## Available records
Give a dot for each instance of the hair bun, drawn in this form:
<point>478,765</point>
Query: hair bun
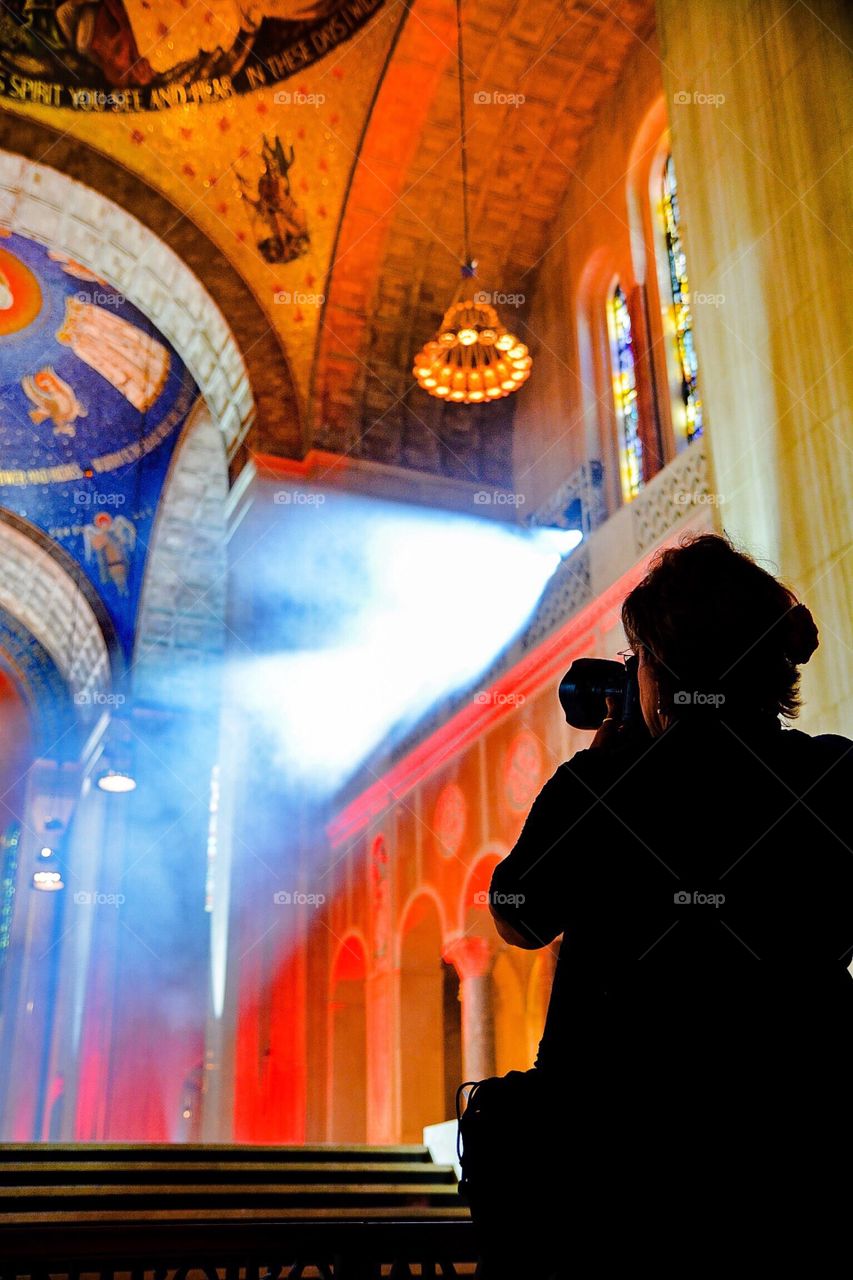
<point>802,635</point>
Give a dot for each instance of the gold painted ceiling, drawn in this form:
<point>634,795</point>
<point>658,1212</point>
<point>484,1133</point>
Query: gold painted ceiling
<point>333,188</point>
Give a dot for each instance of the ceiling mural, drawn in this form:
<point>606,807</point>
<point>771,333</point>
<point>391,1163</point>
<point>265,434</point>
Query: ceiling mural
<point>92,400</point>
<point>135,54</point>
<point>251,122</point>
<point>264,173</point>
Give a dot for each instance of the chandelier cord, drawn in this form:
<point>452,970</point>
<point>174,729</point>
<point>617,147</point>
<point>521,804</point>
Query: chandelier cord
<point>461,140</point>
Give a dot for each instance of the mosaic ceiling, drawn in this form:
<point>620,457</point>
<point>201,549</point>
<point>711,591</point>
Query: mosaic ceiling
<point>92,400</point>
<point>316,145</point>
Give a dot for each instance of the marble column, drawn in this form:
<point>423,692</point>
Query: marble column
<point>471,958</point>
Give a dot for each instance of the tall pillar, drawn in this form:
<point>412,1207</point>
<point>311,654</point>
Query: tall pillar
<point>761,115</point>
<point>471,958</point>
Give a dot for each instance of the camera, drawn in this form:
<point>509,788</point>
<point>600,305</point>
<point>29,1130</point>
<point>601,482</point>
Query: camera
<point>587,685</point>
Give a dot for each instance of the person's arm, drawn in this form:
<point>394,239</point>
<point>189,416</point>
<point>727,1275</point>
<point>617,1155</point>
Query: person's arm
<point>529,887</point>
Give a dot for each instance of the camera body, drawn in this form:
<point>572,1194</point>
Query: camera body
<point>587,685</point>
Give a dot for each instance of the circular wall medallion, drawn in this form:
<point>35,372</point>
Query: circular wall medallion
<point>523,771</point>
<point>448,819</point>
<point>19,295</point>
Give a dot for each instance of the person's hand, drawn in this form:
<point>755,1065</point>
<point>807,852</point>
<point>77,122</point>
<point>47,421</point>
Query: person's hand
<point>607,732</point>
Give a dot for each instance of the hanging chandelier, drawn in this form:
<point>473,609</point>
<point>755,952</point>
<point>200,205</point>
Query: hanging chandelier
<point>473,357</point>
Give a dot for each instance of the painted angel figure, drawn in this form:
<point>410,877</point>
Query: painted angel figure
<point>110,540</point>
<point>54,398</point>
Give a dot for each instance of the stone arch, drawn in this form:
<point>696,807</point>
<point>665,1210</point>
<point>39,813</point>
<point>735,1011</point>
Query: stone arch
<point>73,659</point>
<point>167,266</point>
<point>347,1107</point>
<point>422,1018</point>
<point>181,622</point>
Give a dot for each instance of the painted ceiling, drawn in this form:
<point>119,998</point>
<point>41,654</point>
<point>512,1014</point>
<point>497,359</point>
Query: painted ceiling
<point>316,145</point>
<point>92,400</point>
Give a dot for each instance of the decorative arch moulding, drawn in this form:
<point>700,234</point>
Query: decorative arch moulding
<point>165,265</point>
<point>546,663</point>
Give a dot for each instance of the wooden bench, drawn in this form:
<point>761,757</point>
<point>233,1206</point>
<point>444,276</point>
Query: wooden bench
<point>227,1211</point>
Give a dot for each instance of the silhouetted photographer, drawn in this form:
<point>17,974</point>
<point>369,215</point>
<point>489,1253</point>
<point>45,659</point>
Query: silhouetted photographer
<point>690,1105</point>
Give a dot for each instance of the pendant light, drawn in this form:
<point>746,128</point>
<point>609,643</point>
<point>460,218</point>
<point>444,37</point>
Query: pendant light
<point>473,357</point>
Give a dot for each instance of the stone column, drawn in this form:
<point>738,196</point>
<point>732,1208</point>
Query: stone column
<point>471,958</point>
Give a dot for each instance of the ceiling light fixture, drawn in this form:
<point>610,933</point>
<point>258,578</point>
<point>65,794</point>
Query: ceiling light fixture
<point>473,357</point>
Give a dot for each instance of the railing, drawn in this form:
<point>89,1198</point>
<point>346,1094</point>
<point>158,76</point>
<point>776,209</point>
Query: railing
<point>229,1212</point>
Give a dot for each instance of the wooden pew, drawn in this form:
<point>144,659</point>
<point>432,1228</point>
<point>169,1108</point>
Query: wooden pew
<point>233,1212</point>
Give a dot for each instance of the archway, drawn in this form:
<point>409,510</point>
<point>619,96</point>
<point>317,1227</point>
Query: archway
<point>422,1022</point>
<point>349,1045</point>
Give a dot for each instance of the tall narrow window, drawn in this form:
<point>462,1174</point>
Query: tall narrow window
<point>630,447</point>
<point>690,425</point>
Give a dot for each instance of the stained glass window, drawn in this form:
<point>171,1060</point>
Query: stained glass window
<point>690,425</point>
<point>630,447</point>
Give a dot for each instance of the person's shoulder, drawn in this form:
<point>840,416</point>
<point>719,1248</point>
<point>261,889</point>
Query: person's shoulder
<point>830,745</point>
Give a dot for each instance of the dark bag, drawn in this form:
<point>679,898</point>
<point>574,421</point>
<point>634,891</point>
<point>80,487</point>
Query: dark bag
<point>496,1107</point>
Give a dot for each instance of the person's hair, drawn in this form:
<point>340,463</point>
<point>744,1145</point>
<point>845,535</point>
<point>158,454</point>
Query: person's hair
<point>712,621</point>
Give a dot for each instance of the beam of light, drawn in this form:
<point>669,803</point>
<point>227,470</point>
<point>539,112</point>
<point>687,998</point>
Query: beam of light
<point>373,613</point>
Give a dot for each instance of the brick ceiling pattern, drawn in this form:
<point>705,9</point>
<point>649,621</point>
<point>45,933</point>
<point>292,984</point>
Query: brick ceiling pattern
<point>534,78</point>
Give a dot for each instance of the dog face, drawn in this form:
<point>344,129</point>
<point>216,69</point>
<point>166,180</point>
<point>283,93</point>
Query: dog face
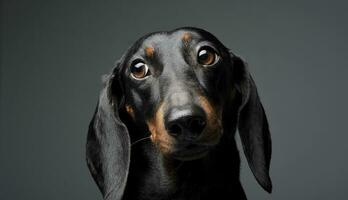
<point>175,84</point>
<point>186,92</point>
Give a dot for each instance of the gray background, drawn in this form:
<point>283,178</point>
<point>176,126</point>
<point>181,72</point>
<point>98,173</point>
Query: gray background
<point>53,54</point>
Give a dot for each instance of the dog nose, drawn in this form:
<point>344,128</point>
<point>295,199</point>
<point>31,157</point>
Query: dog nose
<point>186,122</point>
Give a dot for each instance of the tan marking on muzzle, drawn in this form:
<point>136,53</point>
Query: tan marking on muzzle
<point>213,129</point>
<point>159,135</point>
<point>130,111</point>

## Work to be completed
Convert the part of the listing that begins at the line containing "Give a dot for each instance of the person's hand, drawn" and stops after the line containing "<point>181,622</point>" into a Markdown table, leaving out blank lines. Use the columns "Row" for a running row number and "Text" for the line.

## Final answer
| Row | Text |
|---|---|
| 1 | Give a dot for each instance of the person's hand, drawn in this form: |
| 2 | <point>755,1065</point> |
| 3 | <point>807,852</point> |
| 4 | <point>77,122</point> |
| 5 | <point>47,421</point> |
| 6 | Query: person's hand |
| 7 | <point>607,732</point> |
| 8 | Give a dot for each instance of the hanging chandelier, drawn in this form: |
| 9 | <point>473,609</point> |
| 10 | <point>755,952</point> |
| 11 | <point>200,205</point> |
| 12 | Query: hanging chandelier |
| 13 | <point>473,357</point> |
| 14 | Give a dot for each instance of the painted angel figure, drawn in this form: |
| 15 | <point>410,877</point> |
| 16 | Query: painted angel figure |
| 17 | <point>110,540</point> |
| 18 | <point>54,398</point> |
| 19 | Give a dot for each instance of the stone arch, drawn in this form: |
| 20 | <point>696,807</point> |
| 21 | <point>665,1210</point> |
| 22 | <point>39,813</point> |
| 23 | <point>735,1011</point> |
| 24 | Query: stone arch |
| 25 | <point>73,659</point> |
| 26 | <point>167,266</point> |
| 27 | <point>347,1107</point> |
| 28 | <point>422,1018</point> |
| 29 | <point>181,622</point> |